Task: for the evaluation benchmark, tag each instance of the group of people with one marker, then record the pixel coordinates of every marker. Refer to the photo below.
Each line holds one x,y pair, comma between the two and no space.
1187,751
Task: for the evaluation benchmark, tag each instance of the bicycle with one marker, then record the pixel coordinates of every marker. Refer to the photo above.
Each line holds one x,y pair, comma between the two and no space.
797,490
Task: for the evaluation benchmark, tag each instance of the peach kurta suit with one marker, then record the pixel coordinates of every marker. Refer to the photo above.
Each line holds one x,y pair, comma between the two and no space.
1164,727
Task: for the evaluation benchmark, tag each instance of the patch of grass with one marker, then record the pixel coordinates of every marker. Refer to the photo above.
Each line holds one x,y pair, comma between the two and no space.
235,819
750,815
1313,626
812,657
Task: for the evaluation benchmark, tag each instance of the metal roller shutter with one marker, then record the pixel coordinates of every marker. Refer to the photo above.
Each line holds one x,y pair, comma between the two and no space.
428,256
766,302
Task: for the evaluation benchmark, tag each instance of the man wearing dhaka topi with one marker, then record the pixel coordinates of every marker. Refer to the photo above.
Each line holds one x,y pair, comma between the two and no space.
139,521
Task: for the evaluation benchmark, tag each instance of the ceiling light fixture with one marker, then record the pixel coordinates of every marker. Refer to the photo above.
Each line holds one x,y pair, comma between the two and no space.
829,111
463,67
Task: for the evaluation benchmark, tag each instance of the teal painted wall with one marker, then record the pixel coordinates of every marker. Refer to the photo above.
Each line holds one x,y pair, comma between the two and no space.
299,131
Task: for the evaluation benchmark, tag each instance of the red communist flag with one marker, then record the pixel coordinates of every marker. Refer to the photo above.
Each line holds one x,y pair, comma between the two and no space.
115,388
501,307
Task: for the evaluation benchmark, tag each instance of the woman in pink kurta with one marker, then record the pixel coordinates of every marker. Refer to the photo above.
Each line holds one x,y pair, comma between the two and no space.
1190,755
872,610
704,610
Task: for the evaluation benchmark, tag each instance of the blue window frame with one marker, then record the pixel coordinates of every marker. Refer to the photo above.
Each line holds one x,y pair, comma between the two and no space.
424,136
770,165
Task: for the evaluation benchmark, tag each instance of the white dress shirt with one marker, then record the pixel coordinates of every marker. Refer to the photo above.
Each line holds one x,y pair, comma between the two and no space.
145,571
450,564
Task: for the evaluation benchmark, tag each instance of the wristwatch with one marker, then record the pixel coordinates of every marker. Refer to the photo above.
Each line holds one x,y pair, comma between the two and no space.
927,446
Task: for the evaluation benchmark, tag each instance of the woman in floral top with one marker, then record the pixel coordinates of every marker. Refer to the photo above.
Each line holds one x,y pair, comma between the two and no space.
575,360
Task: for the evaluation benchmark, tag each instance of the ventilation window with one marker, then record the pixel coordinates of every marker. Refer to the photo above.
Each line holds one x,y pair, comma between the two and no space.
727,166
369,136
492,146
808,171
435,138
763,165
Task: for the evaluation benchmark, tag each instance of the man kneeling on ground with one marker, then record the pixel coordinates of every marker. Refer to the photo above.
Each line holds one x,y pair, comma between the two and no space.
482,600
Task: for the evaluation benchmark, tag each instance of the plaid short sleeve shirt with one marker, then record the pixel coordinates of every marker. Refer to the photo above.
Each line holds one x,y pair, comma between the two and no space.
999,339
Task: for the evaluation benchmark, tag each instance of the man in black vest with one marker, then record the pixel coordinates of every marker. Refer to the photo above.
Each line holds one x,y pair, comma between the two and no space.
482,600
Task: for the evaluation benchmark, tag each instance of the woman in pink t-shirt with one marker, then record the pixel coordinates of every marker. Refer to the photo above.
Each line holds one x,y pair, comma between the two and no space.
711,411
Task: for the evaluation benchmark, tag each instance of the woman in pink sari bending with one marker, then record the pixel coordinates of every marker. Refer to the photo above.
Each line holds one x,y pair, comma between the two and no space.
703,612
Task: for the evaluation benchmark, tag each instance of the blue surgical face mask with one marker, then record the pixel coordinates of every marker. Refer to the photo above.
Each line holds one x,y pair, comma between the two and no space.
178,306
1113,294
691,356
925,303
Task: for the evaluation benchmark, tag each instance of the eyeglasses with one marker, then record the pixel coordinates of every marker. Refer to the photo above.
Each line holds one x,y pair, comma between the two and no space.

## DIRECTIONS FOR THIS TASK:
Using the records above, please retype only the run of lines from the line holding "in pink t-shirt" through the last line, both ends included.

## RESPONSE TO THIS TASK:
Task: for the evaluation benchmark, tag each instance of the woman in pink t-shirt with one marker, then record the pixel coordinates of every marker. Refer to the photo above.
Each line holds one x,y pair, comma between the two and no space.
711,411
Task: for the evaluation benchmark, tag each instance of the woman in pink sari bending with one marker, then record the pixel coordinates of every marker. Refer to the photo above.
Each line holds one x,y pair, comma between the two and no space.
703,612
Task: for the evaluation benchmark, tag each instance of the blue surgical face mask with one marker, then record the pixel coordinates of every marker. Refer to the photo above.
Each line holds one x,y pair, comma between the two and no space.
178,306
1113,294
691,356
925,303
Task: for the evaluation benchmark, tag each instance of the eyeglasses with one marker, then record the pixel coordinates of every marker. Refer to the photo above.
Each line holds one x,y pair, comma between the two and no space.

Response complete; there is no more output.